EXERCISE GOAL
The expected output is each line below containing "glass", copied in full.

DATA PROVIDED
· · · ·

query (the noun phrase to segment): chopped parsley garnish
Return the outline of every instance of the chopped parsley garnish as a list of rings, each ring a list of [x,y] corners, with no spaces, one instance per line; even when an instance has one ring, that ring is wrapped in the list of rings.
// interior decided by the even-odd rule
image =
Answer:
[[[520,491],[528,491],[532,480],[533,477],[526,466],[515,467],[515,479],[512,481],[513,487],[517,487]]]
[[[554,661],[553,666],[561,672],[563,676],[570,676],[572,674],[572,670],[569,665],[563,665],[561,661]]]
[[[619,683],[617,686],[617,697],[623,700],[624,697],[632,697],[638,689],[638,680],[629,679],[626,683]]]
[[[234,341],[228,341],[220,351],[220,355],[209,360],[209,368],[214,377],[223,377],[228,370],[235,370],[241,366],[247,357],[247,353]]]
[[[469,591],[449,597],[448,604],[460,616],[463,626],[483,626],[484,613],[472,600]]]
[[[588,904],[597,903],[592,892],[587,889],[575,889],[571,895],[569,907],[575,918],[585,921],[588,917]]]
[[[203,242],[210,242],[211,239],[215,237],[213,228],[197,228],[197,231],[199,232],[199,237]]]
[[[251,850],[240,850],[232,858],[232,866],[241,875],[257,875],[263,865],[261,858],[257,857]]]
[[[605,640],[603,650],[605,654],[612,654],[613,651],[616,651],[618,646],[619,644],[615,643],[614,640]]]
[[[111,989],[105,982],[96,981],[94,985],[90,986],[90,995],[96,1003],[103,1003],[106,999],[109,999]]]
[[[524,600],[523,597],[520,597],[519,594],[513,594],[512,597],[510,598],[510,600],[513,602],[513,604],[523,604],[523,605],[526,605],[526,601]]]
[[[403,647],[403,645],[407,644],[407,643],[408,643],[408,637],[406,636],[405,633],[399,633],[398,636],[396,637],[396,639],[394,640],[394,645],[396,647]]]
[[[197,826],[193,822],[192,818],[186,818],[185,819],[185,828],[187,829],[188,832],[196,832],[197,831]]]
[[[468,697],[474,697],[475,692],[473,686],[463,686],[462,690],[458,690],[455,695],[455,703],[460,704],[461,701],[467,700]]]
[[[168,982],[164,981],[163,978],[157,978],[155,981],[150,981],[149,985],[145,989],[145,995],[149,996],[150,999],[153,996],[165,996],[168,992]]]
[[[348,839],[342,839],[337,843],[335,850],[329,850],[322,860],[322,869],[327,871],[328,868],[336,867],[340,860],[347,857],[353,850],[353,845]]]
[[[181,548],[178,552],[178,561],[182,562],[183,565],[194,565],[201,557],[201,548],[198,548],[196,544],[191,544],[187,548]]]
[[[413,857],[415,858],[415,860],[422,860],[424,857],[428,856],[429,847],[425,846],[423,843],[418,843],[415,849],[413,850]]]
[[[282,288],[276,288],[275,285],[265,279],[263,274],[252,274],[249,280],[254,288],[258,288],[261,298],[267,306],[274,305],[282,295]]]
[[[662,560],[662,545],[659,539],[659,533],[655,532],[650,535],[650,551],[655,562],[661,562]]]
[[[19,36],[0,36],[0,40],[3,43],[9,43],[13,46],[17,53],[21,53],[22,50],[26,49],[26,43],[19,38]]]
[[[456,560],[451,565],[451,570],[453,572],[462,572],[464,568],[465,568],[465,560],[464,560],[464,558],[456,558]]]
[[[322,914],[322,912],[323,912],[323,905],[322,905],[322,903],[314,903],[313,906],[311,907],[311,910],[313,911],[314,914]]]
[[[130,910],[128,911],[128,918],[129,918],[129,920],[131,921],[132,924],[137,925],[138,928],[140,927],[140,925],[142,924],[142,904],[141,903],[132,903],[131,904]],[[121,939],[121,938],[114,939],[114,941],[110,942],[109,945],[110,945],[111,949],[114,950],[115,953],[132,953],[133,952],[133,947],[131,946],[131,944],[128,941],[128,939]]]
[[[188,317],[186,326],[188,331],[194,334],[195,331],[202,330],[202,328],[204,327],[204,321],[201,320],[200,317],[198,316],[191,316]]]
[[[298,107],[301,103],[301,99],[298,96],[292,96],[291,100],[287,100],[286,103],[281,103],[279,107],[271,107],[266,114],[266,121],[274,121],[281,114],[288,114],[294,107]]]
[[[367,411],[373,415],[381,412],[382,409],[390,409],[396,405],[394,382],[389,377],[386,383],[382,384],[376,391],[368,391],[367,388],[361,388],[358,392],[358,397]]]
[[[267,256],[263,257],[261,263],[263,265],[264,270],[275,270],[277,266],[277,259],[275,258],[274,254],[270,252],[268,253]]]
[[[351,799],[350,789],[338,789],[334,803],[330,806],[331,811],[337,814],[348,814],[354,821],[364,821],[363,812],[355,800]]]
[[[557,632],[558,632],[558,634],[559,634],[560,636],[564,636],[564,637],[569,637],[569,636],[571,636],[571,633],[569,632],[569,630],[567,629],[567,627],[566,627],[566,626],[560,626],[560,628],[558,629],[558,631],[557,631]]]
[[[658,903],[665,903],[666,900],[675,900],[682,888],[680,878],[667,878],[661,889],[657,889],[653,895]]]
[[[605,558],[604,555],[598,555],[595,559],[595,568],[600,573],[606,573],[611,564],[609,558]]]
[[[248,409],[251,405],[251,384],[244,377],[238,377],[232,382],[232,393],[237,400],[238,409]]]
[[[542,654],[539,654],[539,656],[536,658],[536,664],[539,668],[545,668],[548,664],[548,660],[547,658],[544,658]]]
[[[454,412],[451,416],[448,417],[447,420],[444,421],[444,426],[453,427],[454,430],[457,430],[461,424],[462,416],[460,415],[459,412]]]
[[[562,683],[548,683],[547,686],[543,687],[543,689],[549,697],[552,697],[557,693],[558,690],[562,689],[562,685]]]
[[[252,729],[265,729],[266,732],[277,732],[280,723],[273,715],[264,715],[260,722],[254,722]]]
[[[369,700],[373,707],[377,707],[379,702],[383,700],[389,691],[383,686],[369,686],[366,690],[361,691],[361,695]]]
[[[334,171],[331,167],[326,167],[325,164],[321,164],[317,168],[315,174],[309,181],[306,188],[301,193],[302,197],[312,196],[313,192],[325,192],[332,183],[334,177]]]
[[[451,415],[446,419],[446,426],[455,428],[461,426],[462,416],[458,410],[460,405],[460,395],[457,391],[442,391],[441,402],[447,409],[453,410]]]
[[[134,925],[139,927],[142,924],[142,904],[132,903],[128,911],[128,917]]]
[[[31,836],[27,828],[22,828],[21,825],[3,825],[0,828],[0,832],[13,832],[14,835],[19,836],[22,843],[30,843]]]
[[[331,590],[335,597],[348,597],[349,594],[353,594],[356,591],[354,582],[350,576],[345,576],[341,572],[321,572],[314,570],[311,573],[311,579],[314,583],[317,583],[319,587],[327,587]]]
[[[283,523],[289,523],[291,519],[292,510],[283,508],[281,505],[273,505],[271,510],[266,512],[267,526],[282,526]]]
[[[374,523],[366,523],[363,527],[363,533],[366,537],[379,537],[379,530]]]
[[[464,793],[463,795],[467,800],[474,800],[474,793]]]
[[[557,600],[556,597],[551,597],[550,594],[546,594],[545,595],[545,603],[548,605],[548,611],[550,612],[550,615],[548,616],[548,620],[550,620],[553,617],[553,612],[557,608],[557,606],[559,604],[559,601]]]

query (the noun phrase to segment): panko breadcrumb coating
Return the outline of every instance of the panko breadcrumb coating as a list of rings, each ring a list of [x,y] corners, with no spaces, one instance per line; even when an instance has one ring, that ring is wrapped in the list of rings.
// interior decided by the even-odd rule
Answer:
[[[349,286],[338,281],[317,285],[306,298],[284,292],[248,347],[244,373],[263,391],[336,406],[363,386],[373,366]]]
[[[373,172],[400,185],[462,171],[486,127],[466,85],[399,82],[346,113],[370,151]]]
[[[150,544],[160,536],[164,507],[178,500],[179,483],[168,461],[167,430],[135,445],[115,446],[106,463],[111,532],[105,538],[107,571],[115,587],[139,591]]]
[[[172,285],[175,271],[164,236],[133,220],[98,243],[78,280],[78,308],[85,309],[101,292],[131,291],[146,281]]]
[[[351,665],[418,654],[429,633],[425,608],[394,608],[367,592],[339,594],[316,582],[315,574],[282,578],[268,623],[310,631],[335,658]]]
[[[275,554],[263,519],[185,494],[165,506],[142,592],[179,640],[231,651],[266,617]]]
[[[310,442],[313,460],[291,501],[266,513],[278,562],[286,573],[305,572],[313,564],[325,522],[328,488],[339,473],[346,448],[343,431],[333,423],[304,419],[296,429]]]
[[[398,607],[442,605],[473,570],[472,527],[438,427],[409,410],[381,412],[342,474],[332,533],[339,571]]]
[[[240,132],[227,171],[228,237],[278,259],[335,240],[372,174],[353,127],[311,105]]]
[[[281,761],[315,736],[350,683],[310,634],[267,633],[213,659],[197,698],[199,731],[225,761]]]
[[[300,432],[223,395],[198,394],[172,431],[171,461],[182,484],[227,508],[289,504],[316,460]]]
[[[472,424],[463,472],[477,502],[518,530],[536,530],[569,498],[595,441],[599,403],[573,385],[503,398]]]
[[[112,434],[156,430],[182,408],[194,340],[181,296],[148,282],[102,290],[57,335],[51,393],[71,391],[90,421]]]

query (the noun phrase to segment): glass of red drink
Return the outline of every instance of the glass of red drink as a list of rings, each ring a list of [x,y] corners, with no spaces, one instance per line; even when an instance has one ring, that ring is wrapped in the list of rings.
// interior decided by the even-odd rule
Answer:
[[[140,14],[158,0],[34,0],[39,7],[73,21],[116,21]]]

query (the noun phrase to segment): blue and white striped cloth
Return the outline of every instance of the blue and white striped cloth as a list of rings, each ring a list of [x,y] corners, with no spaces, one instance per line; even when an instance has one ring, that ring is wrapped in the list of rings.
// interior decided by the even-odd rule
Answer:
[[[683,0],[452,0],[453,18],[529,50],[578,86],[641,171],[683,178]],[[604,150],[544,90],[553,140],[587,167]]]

· · · ·

RESULT FOR THIS TASK
query (the noun phrase to segment): glass of red drink
Return the outline of every instance of the glass of red drink as a list of rings, each ring a list of [x,y] corners, with no spaces, one instance per line; even when an instance has one ring, that ring is wrapped in the list of rings.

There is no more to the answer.